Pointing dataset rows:
........
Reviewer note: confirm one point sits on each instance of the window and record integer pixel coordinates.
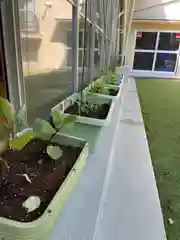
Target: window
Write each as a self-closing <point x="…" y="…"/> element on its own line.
<point x="46" y="76"/>
<point x="147" y="62"/>
<point x="28" y="21"/>
<point x="156" y="51"/>
<point x="146" y="40"/>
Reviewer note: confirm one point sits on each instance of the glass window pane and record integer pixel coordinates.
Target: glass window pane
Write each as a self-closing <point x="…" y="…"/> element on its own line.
<point x="146" y="40"/>
<point x="46" y="57"/>
<point x="165" y="62"/>
<point x="69" y="38"/>
<point x="143" y="61"/>
<point x="84" y="35"/>
<point x="168" y="41"/>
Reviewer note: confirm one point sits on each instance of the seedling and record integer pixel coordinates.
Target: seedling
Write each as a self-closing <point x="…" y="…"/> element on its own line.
<point x="43" y="129"/>
<point x="110" y="78"/>
<point x="86" y="106"/>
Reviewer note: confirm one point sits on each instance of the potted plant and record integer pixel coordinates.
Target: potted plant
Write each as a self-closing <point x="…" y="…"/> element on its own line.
<point x="38" y="169"/>
<point x="108" y="91"/>
<point x="110" y="79"/>
<point x="93" y="112"/>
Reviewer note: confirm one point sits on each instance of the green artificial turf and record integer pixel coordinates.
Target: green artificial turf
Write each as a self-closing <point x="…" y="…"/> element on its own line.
<point x="160" y="104"/>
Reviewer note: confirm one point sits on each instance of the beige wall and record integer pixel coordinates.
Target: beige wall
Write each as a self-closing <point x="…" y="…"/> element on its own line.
<point x="46" y="49"/>
<point x="131" y="45"/>
<point x="140" y="4"/>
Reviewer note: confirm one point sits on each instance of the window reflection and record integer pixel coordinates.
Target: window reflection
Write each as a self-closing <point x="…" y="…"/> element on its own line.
<point x="168" y="41"/>
<point x="46" y="37"/>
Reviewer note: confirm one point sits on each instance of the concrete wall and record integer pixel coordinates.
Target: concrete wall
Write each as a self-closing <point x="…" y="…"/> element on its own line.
<point x="141" y="4"/>
<point x="166" y="11"/>
<point x="131" y="46"/>
<point x="46" y="49"/>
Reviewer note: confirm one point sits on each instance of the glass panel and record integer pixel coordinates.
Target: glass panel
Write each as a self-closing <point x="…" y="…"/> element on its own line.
<point x="143" y="61"/>
<point x="47" y="58"/>
<point x="69" y="38"/>
<point x="165" y="62"/>
<point x="168" y="41"/>
<point x="81" y="39"/>
<point x="146" y="40"/>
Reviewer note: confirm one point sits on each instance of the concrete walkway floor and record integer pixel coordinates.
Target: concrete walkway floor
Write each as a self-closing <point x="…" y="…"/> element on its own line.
<point x="116" y="196"/>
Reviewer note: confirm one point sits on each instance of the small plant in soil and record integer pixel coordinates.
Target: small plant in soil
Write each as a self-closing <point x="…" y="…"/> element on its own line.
<point x="23" y="182"/>
<point x="110" y="78"/>
<point x="42" y="129"/>
<point x="86" y="108"/>
<point x="10" y="124"/>
<point x="98" y="87"/>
........
◆ **Instructions for the task**: Repeat all of the rows above word for word, leaving the picture out of your answer.

◆ **In response**:
Reviewer note: confirm one point sits on each instance of the window and record integer pixel coordinates.
Target: window
Write each as a self-closing <point x="…" y="…"/> element on its own line.
<point x="46" y="76"/>
<point x="147" y="62"/>
<point x="28" y="21"/>
<point x="156" y="51"/>
<point x="146" y="40"/>
Reviewer note: confirm one point sits on each instance of the glass window pane and record integer pixel coordinates.
Target: glass window pane
Write each as a self-closing <point x="…" y="…"/> element on its own line.
<point x="146" y="40"/>
<point x="46" y="57"/>
<point x="165" y="62"/>
<point x="69" y="38"/>
<point x="143" y="61"/>
<point x="84" y="35"/>
<point x="168" y="41"/>
Reviewer note: confirm one point sits on each instance of the seedling and record integer pixel coordinates.
Target: seedling
Write each as a self-closing <point x="…" y="…"/> element on its own line.
<point x="43" y="129"/>
<point x="110" y="78"/>
<point x="86" y="106"/>
Reviewer note: confirm one point sits on each instance of the potted plant and record integer pixel coordinates.
Target: potted plant
Write each as a self-closing <point x="…" y="…"/> element on its own line.
<point x="38" y="169"/>
<point x="108" y="91"/>
<point x="110" y="79"/>
<point x="93" y="112"/>
Reviewer note: confirm one point sits on each instance of the green artificial turf and record integer pixel coordinates.
Target: green artificial turf
Write each as a self-closing <point x="…" y="…"/> element on its own line.
<point x="160" y="104"/>
Reviewer note: confirm one point sits on each instance of the beige wall and record integer pixel coordinates.
Target: beige wall
Write each as a self-closing <point x="…" y="…"/> element on its own line.
<point x="46" y="49"/>
<point x="131" y="45"/>
<point x="140" y="4"/>
Reviewer note: confirm one point sits on each instance of the window reflection and record integer pixel coordinates.
Target: window reflection
Write each as a self-closing <point x="…" y="…"/> element on its own line.
<point x="168" y="41"/>
<point x="46" y="37"/>
Reviewer note: confirm one point sits on each instance of the concrete wall and record integer pixel coordinates.
Target: concrete wall
Write each as a self-closing <point x="…" y="…"/> element on its own line.
<point x="141" y="4"/>
<point x="166" y="11"/>
<point x="131" y="46"/>
<point x="46" y="49"/>
Reviewer note: confirm one point sits on each instance of the glass panel and record integer pixel coordinates.
Target: glass panel
Write each as a self-closing <point x="…" y="…"/> element on its own line.
<point x="143" y="61"/>
<point x="47" y="58"/>
<point x="69" y="38"/>
<point x="165" y="62"/>
<point x="168" y="41"/>
<point x="81" y="39"/>
<point x="146" y="40"/>
Reviewer note: confirm one point sits on each instance of the concrete walkway floor and record integer pixel coordinates.
Target: concrete walkway floor
Write each as a self-closing <point x="…" y="…"/> element on its own line.
<point x="116" y="196"/>
Reviewer note: confirm one point sits on each instance of the small plant in soil and record integer pixel coordinates.
Target: small plant in soil
Write each as a self-closing <point x="…" y="…"/> element on its own line.
<point x="23" y="182"/>
<point x="110" y="78"/>
<point x="42" y="129"/>
<point x="86" y="108"/>
<point x="10" y="124"/>
<point x="98" y="87"/>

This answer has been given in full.